Task instructions:
Copy out the records word for word, starting with the line that contains "locate blue metal" and ending after the line that contains "[328,340,596,399]".

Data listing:
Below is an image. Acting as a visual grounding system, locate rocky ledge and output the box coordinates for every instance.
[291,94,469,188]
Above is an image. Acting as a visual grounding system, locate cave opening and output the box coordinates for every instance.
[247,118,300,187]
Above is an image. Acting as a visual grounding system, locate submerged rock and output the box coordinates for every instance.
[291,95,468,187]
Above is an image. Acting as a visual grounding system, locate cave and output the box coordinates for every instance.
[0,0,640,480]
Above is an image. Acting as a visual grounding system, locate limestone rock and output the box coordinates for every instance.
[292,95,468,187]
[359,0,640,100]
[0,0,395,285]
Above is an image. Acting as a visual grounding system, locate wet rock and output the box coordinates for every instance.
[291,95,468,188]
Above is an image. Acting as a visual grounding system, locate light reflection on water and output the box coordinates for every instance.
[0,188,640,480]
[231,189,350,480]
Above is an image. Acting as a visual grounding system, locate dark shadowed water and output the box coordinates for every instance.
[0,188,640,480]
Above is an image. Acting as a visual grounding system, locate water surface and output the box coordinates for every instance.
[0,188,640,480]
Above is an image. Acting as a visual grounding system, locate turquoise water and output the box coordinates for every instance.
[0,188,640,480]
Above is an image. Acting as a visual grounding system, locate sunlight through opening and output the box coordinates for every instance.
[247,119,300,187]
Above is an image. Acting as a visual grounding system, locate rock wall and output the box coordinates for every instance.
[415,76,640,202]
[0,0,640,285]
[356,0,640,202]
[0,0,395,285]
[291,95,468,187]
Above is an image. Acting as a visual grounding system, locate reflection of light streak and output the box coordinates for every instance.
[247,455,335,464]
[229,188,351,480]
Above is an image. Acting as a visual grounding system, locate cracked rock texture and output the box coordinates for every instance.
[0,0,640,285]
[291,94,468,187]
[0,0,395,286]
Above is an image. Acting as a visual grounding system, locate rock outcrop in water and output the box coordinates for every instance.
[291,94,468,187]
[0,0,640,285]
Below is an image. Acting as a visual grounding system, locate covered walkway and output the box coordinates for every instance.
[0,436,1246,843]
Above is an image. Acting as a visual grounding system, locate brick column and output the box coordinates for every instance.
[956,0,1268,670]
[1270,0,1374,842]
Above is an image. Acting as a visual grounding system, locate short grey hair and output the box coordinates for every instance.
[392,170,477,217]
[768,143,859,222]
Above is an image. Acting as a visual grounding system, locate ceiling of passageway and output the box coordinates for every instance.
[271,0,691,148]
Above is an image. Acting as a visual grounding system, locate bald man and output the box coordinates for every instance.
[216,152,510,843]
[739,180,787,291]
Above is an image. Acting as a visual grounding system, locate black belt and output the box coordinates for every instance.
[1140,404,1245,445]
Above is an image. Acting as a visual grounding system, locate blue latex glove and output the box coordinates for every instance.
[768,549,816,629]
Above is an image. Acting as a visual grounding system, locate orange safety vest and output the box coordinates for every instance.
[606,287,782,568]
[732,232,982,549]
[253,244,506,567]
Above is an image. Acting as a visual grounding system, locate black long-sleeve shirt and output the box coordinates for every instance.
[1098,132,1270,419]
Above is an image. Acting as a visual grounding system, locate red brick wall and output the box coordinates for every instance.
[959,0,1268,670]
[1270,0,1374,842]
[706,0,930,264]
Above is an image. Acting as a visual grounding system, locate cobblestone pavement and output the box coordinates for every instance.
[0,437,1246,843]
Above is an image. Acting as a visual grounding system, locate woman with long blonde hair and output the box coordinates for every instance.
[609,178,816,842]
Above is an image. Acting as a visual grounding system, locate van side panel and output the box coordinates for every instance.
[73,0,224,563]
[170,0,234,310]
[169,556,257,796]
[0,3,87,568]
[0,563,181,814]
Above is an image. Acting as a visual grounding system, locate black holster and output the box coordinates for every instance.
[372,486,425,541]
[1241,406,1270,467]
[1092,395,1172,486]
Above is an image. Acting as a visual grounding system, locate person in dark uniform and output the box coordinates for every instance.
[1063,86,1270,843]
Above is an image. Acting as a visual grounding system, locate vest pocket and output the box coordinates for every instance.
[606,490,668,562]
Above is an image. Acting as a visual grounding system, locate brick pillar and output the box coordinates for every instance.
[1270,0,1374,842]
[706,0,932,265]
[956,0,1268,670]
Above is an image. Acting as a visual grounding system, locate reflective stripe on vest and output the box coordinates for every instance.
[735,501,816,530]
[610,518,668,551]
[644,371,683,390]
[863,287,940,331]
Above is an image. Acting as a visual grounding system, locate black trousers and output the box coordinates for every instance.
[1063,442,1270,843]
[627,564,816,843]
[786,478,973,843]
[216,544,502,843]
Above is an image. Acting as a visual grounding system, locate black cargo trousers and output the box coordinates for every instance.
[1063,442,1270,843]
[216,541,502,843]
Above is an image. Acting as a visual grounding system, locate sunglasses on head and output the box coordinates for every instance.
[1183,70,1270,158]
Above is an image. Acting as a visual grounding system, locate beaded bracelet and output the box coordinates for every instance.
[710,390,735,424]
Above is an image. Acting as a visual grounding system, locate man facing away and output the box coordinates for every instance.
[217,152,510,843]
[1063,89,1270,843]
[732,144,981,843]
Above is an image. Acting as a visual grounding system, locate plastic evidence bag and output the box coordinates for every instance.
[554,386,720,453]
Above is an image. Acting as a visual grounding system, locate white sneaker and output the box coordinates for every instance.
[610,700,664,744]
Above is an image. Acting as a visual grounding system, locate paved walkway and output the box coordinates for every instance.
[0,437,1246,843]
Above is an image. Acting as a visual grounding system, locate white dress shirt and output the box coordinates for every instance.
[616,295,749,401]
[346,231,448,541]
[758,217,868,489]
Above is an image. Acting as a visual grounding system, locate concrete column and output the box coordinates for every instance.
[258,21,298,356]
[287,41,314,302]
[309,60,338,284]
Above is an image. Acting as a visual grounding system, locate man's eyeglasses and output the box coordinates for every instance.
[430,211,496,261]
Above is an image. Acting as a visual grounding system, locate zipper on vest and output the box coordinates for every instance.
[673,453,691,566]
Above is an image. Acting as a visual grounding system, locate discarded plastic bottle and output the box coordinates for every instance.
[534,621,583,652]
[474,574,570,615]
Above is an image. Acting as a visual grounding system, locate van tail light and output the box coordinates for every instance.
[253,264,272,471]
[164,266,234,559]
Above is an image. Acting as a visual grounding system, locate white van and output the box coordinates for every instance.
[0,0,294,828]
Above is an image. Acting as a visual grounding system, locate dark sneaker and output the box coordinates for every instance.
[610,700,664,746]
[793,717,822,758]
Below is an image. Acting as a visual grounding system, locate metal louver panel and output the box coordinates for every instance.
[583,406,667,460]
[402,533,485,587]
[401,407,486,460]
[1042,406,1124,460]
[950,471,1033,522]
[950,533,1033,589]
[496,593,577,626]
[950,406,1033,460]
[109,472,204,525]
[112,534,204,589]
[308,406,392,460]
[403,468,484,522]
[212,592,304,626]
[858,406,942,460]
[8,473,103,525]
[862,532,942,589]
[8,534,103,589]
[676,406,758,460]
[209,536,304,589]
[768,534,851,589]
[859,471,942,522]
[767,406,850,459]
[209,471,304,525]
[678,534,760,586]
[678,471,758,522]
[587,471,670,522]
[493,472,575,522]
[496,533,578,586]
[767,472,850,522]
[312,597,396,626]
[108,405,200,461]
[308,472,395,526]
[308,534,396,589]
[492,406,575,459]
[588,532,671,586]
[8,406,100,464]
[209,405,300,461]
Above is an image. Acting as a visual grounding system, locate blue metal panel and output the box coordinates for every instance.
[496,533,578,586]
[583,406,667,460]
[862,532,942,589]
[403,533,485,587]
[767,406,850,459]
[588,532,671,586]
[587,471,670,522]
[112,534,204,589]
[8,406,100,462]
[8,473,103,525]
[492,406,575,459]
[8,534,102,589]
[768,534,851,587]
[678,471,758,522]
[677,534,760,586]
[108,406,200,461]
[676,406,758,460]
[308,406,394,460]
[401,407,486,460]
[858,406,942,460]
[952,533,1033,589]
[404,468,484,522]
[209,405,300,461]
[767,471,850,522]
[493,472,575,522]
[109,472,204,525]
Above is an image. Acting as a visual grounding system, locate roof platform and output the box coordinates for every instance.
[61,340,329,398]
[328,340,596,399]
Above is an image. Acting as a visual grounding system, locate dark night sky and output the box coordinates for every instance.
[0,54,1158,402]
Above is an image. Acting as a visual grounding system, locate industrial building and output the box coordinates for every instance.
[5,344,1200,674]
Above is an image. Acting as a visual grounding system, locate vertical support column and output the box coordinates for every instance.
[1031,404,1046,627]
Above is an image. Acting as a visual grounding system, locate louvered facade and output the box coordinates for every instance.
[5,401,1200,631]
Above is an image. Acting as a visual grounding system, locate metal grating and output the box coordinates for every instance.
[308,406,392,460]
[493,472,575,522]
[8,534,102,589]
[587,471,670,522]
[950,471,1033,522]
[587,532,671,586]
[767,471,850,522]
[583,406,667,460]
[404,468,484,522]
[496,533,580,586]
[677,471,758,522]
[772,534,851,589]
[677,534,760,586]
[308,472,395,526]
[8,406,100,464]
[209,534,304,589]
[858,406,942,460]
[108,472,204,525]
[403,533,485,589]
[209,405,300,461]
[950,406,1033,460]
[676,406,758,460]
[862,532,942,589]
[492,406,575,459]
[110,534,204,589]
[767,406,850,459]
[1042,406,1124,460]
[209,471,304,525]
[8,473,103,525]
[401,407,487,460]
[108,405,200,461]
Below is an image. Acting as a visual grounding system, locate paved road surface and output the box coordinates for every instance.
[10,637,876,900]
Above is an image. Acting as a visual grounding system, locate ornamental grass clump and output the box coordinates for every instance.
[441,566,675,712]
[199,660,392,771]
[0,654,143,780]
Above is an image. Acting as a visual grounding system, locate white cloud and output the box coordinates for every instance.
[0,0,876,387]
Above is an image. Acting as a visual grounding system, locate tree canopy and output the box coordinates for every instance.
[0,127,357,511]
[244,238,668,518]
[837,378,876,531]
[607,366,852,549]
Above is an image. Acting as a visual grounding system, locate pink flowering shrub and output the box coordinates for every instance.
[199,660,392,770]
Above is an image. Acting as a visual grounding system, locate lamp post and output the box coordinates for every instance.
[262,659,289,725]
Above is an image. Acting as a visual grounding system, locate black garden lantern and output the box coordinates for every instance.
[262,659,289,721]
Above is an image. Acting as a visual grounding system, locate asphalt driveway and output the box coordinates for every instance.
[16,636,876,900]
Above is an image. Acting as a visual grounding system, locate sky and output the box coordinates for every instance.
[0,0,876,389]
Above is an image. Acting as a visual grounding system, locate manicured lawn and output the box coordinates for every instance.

Exercise answer:
Above is an image. Acting as a visual grounding system, locate blue metal panel and output the box coordinates for every instance.
[496,533,578,586]
[583,406,667,460]
[862,532,942,589]
[403,533,485,587]
[767,406,850,459]
[588,532,671,586]
[587,471,670,522]
[112,534,204,589]
[8,406,100,462]
[8,473,103,525]
[492,406,575,459]
[8,534,102,589]
[768,534,851,587]
[678,471,758,522]
[677,534,760,586]
[108,406,200,461]
[676,406,758,460]
[308,406,394,460]
[401,407,486,460]
[858,406,942,460]
[952,533,1033,589]
[404,468,484,522]
[209,405,300,461]
[767,471,850,522]
[493,472,575,522]
[109,472,204,525]
Above is an image. Acting as a visual grounding system, locate roof platform and output the box coordinates for every instance.
[61,340,329,398]
[328,340,596,399]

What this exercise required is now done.